▶ Source extract
========================================================================
Today's news that the economy added 204,000 jobs in October, and more jobs than originally calculated in the previous three months, does not change the fact that House Republicans must be held accountable for their blocking sensible proposals to accelerate economic growth and lower the still-too-high unemployment rate.

The unemployment rate in October ticked upward to 7.3 percent, and the labor force participation rate is continuing to fall – it is now under 63 percent. (Some of that decline is the effect of the October government shutdown, which was ongoing when the Labor Departments did its household employment survey.)

The number of people who are looking for full-time work – the unemployed and people who are working part-time because they can't get a full-time job – still stands at almost 20 million.

The economy has generated an average of 190,000 jobs a month over the past year – way below the number of jobs we need to create in order to close the jobs gap created by the Great Recession. At the rate we're going, it would take us the rest of the decade to get the economy back to where it was before the economy crashed at the beginning of 2008. That is unacceptable, and should command an urgent and forceful response from our elected leadership.
========================================================================
▶ Task A
Please output the passage of the jobs statement starting with "The economy has" and going on through "our elected leadership.", word for word.
▶ Task B
Summarize the jobs statement in two sentences.
▶ Task C
State whether each claim agrees with the jobs statement, answering yes or no and quoting the words that decide it: (i) the unemployment rate fell in October; (ii) the economy has averaged 190,000 jobs a month over the past year; (iii) part of the drop in labor force participation reflects the October government shutdown.

[Stored data entries]
========================================================================
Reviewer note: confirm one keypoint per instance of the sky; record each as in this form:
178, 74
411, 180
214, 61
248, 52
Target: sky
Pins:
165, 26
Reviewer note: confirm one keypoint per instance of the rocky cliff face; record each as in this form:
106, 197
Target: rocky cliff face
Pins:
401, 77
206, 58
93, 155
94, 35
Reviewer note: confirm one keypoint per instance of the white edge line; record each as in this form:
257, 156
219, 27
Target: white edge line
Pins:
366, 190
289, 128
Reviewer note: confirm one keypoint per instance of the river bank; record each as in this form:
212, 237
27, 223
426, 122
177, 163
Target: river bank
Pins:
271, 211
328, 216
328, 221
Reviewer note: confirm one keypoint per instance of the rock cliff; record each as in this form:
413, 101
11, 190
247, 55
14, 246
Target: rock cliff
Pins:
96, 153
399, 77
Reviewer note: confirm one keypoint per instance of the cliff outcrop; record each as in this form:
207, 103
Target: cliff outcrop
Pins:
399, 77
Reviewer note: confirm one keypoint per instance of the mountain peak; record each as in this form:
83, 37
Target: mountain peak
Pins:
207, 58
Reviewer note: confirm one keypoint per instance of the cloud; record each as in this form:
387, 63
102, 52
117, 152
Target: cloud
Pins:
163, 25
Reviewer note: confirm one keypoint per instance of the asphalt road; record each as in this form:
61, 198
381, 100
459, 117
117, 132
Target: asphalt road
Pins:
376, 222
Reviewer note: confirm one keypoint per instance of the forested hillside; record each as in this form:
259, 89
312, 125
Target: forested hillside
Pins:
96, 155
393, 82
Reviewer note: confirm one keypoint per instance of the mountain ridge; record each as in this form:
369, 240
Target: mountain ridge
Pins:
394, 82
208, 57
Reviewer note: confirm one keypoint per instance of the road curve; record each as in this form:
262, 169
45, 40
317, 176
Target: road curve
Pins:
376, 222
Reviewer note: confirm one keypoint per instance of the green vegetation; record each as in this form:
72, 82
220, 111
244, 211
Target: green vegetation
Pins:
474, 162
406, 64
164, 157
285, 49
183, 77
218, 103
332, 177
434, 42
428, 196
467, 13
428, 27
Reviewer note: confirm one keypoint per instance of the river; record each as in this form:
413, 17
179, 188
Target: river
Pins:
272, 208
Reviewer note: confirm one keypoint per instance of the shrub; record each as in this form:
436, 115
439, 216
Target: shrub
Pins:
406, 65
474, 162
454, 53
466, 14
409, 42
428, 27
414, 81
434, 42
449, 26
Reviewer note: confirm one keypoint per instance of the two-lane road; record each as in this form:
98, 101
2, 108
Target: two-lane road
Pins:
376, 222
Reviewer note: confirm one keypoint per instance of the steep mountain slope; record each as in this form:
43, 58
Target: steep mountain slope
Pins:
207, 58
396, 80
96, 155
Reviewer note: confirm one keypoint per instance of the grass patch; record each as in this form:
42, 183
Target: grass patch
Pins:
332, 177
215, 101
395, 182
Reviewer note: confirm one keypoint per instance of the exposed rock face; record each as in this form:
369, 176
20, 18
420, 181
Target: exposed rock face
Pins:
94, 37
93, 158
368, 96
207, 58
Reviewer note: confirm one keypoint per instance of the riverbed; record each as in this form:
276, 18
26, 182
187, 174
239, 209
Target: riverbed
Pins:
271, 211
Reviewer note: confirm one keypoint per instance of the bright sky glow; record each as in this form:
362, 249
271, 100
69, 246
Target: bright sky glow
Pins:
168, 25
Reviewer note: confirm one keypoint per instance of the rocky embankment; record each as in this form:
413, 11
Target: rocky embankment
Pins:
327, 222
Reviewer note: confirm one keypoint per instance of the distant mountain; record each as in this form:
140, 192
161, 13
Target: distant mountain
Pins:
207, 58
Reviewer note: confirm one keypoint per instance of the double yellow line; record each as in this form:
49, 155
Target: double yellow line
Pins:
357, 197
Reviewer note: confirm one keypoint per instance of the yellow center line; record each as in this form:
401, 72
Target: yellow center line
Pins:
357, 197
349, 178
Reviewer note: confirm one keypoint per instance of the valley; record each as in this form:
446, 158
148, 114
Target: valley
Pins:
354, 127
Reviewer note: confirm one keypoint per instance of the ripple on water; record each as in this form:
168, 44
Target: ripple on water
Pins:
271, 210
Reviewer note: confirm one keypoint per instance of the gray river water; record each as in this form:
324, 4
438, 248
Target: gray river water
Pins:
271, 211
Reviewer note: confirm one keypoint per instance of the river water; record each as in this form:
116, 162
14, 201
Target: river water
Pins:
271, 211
========================================================================
▶ Answer section A
The economy has generated an average of 190,000 jobs a month over the past year – way below the number of jobs we need to create in order to close the jobs gap created by the Great Recession. At the rate we're going, it would take us the rest of the decade to get the economy back to where it was before the economy crashed at the beginning of 2008. That is unacceptable, and should command an urgent and forceful response from our elected leadership.

▶ Answer section B
The economy added 204,000 jobs in October, but unemployment ticked up to 7.3 percent, labor force participation fell below 63 percent, and almost 20 million people are still looking for full-time work. At the past year's average of 190,000 jobs a month, it would take the rest of the decade to get back to where the economy was before 2008, which the statement calls unacceptable and says should command an urgent response from elected leadership.

▶ Answer section C
(i) No: "The unemployment rate in October ticked upward to 7.3 percent"
(ii) Yes: "The economy has generated an average of 190,000 jobs a month over the past year"
(iii) Yes: "Some of that decline is the effect of the October government shutdown"